**INSTRUCTIONS:**
**1)** In the passage on computing the initial estimate, list every equation number it shows or cites.
**2)** Pick up the passage on computing the initial estimate after its last line and carry it on.

**TEXT SEGMENT:**
Another option for the calculation of the initial estimate \(\hat{{{\mathbf {\mathsf{{d}}}}}}^{s+1}\) is to use the history of converged solutions at previous loading steps. Particularly, one could straightforwardly compute \(\hat{{{\mathbf {\mathsf{{d}}}}}}^{s+1}\) from the difference of the converged solutions at steps \(s\) and \(s-1\), i.e.,

$$\begin{aligned} \hat{{{\mathbf {\mathsf{{d}}}}}}^{s+1} = {{\mathbf {\mathsf{{x}}}}}^{s} - {{\mathbf {\mathsf{{x}}}}}^{s-1} \ . \end{aligned}$$
(64)

Substituting (64) in (53) and noting that \({{\mathbf {\mathsf{{L}}}}} ({{\mathbf {\mathsf{{x}}}}}^{s} - {{\mathbf {\mathsf{{x}}}}}^{s-1}) = \Delta \bar{{{\mathbf {\mathsf{{f}}}}}}^{s}\), it follows that

$$\begin{aligned} \eta ^{s+1}= & {} \frac{\left( \Delta \bar{{{\mathbf {\mathsf{{f}}}}}}^{s} \right) ^{\mathrm {\,T}} \Delta \bar{{{\mathbf {\mathsf{{f}}}}}}^{s+1}}{\left( \Delta \bar{{{\mathbf {\mathsf{{f}}}}}}^{s} \right) ^{\mathrm {\,T}} \Delta \bar{{{\mathbf {\mathsf{{f}}}}}}^{s} }, \nonumber \\&\text {with} \quad \Delta \bar{{{\mathbf {\mathsf{{f}}}}}}^{s+1} := \bar{{{\mathbf {\mathsf{{f}}}}}}^{s+1} - \bar{{{\mathbf {\mathsf{{f}}}}}}^{s} \ , \quad \Delta \bar{{{\mathbf {\mathsf{{f}}}}}}^{s} := \bar{{{\mathbf {\mathsf{{f}}}}}}^{s} - \bar{{{\mathbf {\mathsf{{f}}}}}}^{s-1}.\nonumber \\ \end{aligned}$$
(65)

**DATA EXTRACTS:**

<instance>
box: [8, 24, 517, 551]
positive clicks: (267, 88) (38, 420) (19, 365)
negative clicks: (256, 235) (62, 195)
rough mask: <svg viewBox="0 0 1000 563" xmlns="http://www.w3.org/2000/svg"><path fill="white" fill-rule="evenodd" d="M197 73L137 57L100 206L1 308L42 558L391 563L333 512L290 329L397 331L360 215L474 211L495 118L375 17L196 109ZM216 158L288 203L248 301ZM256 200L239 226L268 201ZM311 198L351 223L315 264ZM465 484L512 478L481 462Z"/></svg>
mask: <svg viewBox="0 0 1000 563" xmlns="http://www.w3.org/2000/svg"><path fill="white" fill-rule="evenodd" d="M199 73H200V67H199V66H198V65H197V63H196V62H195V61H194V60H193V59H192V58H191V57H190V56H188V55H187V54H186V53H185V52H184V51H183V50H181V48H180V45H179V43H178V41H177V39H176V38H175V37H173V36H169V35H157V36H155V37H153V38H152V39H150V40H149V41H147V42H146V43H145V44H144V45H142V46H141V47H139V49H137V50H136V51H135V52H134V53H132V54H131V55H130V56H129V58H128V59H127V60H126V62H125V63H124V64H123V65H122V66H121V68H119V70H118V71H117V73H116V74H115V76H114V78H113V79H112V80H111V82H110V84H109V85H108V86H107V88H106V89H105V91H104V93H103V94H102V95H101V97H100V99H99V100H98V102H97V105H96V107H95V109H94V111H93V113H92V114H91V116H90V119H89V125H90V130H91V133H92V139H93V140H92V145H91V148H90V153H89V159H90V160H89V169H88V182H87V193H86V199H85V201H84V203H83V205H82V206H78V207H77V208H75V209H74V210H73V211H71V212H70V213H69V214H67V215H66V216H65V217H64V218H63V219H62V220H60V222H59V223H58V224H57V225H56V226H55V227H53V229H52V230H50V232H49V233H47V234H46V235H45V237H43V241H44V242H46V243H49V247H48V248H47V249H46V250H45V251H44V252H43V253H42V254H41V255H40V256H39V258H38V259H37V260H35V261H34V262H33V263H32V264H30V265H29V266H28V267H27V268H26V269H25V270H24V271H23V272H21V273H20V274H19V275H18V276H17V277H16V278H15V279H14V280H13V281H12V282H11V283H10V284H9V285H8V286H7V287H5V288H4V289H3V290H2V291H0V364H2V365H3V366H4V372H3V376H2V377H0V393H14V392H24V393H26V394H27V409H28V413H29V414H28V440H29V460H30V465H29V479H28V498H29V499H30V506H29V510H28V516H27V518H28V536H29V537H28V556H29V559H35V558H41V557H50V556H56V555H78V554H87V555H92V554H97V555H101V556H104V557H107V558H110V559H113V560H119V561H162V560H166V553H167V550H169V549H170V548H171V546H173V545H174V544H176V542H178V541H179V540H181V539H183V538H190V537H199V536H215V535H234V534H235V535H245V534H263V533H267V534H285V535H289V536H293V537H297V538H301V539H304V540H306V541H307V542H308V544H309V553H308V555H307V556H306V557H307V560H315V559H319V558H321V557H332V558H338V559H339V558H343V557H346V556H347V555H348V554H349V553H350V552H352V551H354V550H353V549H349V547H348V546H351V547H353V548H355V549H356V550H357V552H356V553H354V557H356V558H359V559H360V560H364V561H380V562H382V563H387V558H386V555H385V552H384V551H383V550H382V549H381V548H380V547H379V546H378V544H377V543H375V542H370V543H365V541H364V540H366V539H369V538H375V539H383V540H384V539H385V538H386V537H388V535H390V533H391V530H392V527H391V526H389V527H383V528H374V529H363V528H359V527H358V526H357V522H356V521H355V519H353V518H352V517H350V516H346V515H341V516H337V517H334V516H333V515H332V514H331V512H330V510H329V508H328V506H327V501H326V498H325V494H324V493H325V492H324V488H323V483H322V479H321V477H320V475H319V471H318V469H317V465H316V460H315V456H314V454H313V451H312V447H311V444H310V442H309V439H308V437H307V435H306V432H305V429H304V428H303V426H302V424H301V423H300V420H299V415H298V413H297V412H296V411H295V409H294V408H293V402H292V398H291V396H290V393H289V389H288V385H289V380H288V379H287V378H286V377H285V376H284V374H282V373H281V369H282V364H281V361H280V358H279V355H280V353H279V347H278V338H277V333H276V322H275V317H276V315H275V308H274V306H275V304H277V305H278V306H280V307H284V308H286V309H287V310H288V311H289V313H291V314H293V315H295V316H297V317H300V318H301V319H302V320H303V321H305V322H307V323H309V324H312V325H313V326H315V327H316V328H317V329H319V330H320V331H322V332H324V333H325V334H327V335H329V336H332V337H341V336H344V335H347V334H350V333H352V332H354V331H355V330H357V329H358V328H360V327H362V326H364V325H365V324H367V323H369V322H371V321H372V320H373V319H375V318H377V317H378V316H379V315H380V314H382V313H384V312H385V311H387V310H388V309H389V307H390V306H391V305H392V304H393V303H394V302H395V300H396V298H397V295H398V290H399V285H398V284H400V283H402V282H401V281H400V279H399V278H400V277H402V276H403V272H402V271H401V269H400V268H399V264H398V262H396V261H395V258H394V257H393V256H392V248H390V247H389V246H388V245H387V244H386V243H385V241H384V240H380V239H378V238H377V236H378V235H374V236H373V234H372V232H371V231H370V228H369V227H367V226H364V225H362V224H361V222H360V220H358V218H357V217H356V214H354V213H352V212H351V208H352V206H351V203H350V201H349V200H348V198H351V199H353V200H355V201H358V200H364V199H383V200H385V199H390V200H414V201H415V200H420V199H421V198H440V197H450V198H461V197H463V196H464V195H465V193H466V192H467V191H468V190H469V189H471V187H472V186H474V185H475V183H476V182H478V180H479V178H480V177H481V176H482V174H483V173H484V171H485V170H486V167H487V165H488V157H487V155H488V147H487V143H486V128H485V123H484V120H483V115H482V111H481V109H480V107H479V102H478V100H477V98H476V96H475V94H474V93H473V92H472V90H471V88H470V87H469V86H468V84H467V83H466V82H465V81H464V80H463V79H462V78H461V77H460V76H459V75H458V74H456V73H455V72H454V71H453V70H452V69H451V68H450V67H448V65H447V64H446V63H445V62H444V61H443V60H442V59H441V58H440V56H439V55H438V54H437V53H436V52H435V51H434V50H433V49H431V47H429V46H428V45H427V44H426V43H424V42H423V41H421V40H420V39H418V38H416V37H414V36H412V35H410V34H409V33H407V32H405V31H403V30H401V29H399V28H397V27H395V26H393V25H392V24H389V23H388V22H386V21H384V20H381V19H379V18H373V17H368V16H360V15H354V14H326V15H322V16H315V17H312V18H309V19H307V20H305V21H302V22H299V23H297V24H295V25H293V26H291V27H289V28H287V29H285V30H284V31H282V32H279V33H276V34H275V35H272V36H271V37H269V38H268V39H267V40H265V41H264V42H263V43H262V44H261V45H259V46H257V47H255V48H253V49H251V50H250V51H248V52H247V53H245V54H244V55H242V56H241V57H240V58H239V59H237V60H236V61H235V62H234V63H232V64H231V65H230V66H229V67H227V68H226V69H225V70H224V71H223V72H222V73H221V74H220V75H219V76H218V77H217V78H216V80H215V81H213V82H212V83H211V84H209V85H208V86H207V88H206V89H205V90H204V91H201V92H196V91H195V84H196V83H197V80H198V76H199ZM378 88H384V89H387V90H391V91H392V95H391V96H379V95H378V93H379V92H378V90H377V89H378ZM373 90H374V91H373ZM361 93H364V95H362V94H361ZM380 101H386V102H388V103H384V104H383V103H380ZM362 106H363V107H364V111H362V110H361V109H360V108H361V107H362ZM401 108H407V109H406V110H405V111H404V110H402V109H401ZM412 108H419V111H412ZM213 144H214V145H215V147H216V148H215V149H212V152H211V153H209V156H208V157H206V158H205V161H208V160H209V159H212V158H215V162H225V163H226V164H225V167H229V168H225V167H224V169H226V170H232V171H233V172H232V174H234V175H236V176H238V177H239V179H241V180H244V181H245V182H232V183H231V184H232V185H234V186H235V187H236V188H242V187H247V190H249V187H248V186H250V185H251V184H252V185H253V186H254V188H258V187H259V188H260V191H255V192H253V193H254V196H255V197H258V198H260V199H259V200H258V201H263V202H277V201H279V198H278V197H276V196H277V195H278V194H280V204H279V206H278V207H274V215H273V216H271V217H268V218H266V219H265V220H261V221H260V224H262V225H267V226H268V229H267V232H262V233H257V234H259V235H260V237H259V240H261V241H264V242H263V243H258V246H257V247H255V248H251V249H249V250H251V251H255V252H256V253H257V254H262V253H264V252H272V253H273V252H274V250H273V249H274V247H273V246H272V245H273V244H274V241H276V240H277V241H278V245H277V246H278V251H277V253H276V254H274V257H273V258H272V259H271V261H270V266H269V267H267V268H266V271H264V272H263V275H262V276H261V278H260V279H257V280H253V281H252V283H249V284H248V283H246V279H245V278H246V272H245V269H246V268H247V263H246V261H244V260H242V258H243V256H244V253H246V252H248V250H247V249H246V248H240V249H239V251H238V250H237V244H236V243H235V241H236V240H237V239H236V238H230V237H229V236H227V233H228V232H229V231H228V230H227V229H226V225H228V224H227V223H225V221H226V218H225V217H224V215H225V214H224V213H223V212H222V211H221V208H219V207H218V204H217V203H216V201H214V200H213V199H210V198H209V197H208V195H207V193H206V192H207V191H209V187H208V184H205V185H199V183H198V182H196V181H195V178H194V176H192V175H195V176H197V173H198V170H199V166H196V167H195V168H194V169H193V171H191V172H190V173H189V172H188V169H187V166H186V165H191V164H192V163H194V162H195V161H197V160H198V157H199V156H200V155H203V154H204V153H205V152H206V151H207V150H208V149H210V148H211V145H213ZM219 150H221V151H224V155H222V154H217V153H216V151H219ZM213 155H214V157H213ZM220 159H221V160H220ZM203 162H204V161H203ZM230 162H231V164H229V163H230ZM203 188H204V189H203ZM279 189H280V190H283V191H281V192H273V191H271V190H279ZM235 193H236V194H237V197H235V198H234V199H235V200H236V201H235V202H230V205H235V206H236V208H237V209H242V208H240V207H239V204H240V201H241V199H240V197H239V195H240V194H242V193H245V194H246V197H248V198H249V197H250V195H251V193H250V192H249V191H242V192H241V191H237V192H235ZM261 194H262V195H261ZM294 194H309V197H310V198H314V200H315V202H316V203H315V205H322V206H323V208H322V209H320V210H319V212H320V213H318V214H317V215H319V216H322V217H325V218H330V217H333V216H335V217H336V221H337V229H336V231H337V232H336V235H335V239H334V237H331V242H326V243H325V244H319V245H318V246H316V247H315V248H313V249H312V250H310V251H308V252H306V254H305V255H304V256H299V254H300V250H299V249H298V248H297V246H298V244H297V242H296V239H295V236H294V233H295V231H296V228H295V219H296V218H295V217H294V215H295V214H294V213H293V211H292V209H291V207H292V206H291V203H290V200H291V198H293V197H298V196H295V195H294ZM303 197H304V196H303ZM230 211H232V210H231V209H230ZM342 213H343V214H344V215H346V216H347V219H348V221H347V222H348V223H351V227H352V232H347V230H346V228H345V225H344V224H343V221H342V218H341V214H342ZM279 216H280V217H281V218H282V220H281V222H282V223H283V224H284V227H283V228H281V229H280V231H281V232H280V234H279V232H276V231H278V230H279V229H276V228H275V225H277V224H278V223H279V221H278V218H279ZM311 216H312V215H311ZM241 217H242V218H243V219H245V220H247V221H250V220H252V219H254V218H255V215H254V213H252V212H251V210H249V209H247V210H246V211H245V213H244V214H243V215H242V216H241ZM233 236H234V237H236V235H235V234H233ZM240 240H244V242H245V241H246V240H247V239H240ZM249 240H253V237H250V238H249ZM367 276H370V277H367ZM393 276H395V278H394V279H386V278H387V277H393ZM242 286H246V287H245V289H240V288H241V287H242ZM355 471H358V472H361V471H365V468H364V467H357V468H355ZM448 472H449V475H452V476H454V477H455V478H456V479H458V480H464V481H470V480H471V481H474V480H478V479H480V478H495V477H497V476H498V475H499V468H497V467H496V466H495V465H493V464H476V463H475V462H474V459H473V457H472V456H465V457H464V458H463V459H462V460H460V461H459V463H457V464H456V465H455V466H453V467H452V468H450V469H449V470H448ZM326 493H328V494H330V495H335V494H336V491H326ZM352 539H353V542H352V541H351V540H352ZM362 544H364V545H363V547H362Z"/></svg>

**ANSWERS TO THE EXERCISES:**
**1)** (64), (53), (65)

**2)**
The initial guess based on the loading history is proposed here because of its simplicity, and because it may provide an accurate and efficient prediction for material systems subjected to proportional loading. Under the latter condition the vectors \(\Delta \bar{{{\mathbf {\mathsf{{f}}}}}}^{s+1}\) and \(\Delta \bar{{{\mathbf {\mathsf{{f}}}}}}^{s}\) are parallel with respect to each other, whereby \(\eta ^{s+1}\) in (65) becomes equal to the relative change in loading magnitude going from step \(s\) to step \(s+1\). However, under strongly non-proportional loading the initial estimate (64) should be treated with care: Note that in the extreme case a load increment \(\Delta \bar{{{\mathbf {\mathsf{{f}}}}}}^{s+1}\) may be specified such that \(\left( \Delta \bar{{{\mathbf {\mathsf{{f}}}}}}^{s} \right) ^{\mathrm {\,T}} \Delta \bar{{{\mathbf {\mathsf{{f}}}}}}^{s+1} = 0\), for which \(\eta ^{s+1}\) becomes zero and the current estimate would not be applicable.

figure a

3.5.4 Initial estimate based on the null vector

The last option presented in this section is included for completeness, and corresponds mathematically to the most basic choice for \(\hat{{{\mathbf {\mathsf{{d}}}}}}^{s+1}\), namely the null vector. Although from (53) it may be concluded that for this case the scaling factor \(\eta ^{s+1}\) is not defined, in view of (52) it follows that \(\tilde{{{\mathbf {\mathsf{{d}}}}}}^{s+1} = \mathbf {0}\). Correspondingly, from (49) the vector \({{\mathbf {\mathsf{{d}}}}}^{s+1}\) simply becomes

$$\begin{aligned} {{\mathbf {\mathsf{{d}}}}}^{s+1} = {{\mathbf {\mathsf{{L}}}}}^{+} \Delta \bar{{{\mathbf {\mathsf{{f}}}}}}^{s+1} \ . \end{aligned}$$
(66)

Using expression (51), expression (66) can be written in components as

$$\begin{aligned} \left( \mathsf {d}^{s+1} \right) _Q= & {} \frac{\theta _K}{\hat{\theta }^2} \Delta \bar{F}_{mn}^{s+1}\nonumber \\&\text {with} \quad Q = Q(K,m,n), \quad K = 1,\ldots , N_{\mathrm {gr}},\nonumber \\ \end{aligned}$$
(67)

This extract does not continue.